# [What is expected]
In the credit ratings text, swap "dual ratings" for "split ratings" and give everything from "SP-2: Satisfactory capacity" down to "assurance for timely payment." again with that change.

# [Text block]
MIG2/VMIG2: High quality. Margins of protection are ample although not so
large as in the preceding group.
Standard & Poor's Corporation ("S&P"): The following ratings by S&P for
commercial paper (defined by S&P as debt having an original maturity of no more
than 365 days) assess the likelihood of payment:
A-1: Strong capacity for timely payment. Those issues determined to possess
extremely strong safety characteristics are denoted with a plus sign (+)
designation.
A-2: Satisfactory capacity for timely payment. However, the relative degree
of safety is not as high as for issues designated "A-1".
S&P's ratings for Municipal Notes due in three years or less are:
SP-1: Very strong or strong capacity to pay principal and interest. Those
issues determined to possess overwhelming safety characteristics will be
given a plus (+) designation.
SP-2: Satisfactory capacity to pay principal and interest.
S&P assigns "dual ratings" to all municipal debt issues that have a demand or
double feature as part of their provisions. The first rating addresses the
likelihood of repayment of principal and interest as due, and the second rating
addresses only the demand feature. With short-term demand debt, S&P's note
rating symbols are used with the commercial paper symbols (for example,
"SP-1+/A-1+").
Fitch IBCA, Inc. ("Fitch"): Fitch assigns the following short-term ratings to
debt obligations that are payable on demand or have original maturities of
generally up to three years, including commercial paper, certificates of
deposit, medium-term notes, and municipal and investment notes:
F-1+: Exceptionally strong credit quality; the strongest degree of
assurance for timely payment.
F-1: Very strong credit quality; assurance of timely payment is only
slightly less in degree than issues rated "F-1+".
F-2: Good credit quality; satisfactory degree of assurance for timely
payment, but the margin of safety is not as great as for issues assigned
"F-1+" or "F-1" ratings.
Duff & Phelps, Inc. ("Duff & Phelps"): The following ratings are for commercial
paper (defined by Duff & Phelps as obligations with maturities, when issued, of
under one year), asset-backed commercial paper, and certificates of deposit (the
ratings cover all obligations of the institution with maturities, when issued,
of under one year, including bankers' acceptance and letters of credit):
Duff 1+: Highest certainty of timely payment. Short-term liquidity,
including internal operating factors and/or access to alternative sources
of funds, is outstanding, and safety is just below risk-free U.S. Treasury
short-term obligations.
Duff 1: Very high certainty of timely payment. Liquidity factors are
excellent and supported by good fundamental protection factors. Risk
factors are minor.
Duff 1-: High certainty of timely payment. Liquidity factors are strong and
supported by good fundamental protection factors. Risk factors are very
small.

Point-based annotation data:
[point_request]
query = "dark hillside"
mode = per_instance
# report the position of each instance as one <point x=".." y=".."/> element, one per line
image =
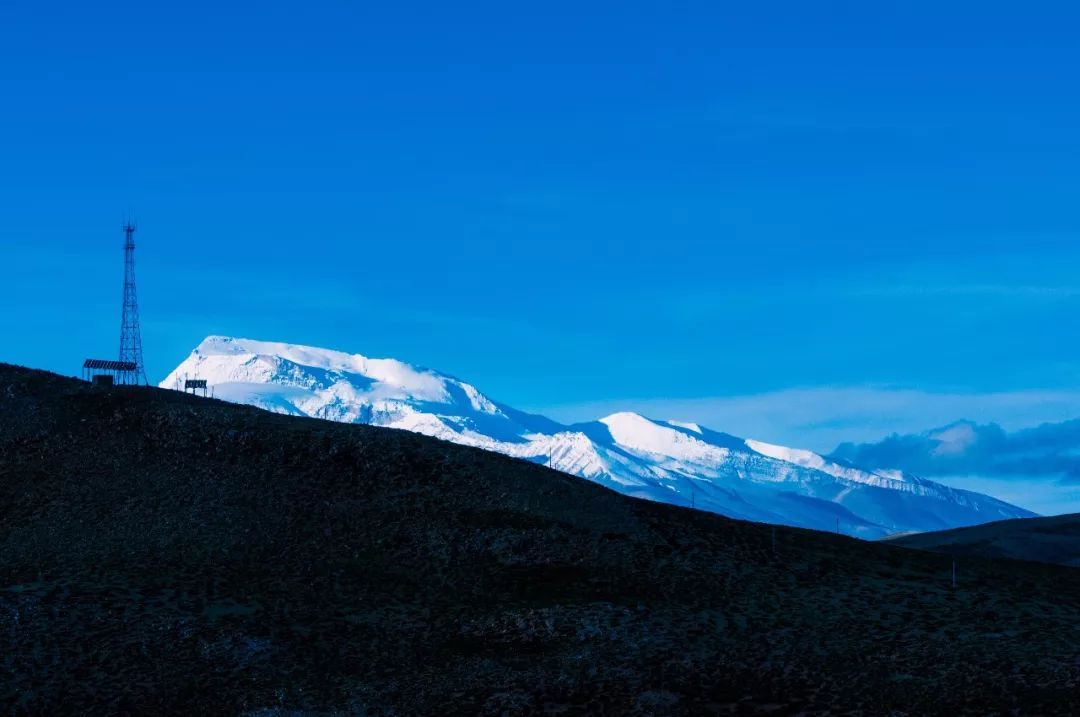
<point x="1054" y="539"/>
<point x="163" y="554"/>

==

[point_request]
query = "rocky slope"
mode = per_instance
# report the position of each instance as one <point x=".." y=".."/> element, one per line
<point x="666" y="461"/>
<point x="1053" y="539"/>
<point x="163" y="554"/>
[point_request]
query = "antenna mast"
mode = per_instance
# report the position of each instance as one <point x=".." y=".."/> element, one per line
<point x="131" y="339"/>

# [Answer for the task]
SP-2: Satisfactory capacity to pay principal and interest.
S&P assigns "split ratings" to all municipal debt issues that have a demand or
double feature as part of their provisions. The first rating addresses the
likelihood of repayment of principal and interest as due, and the second rating
addresses only the demand feature. With short-term demand debt, S&P's note
rating symbols are used with the commercial paper symbols (for example,
"SP-1+/A-1+").
Fitch IBCA, Inc. ("Fitch"): Fitch assigns the following short-term ratings to
debt obligations that are payable on demand or have original maturities of
generally up to three years, including commercial paper, certificates of
deposit, medium-term notes, and municipal and investment notes:
F-1+: Exceptionally strong credit quality; the strongest degree of
assurance for timely payment.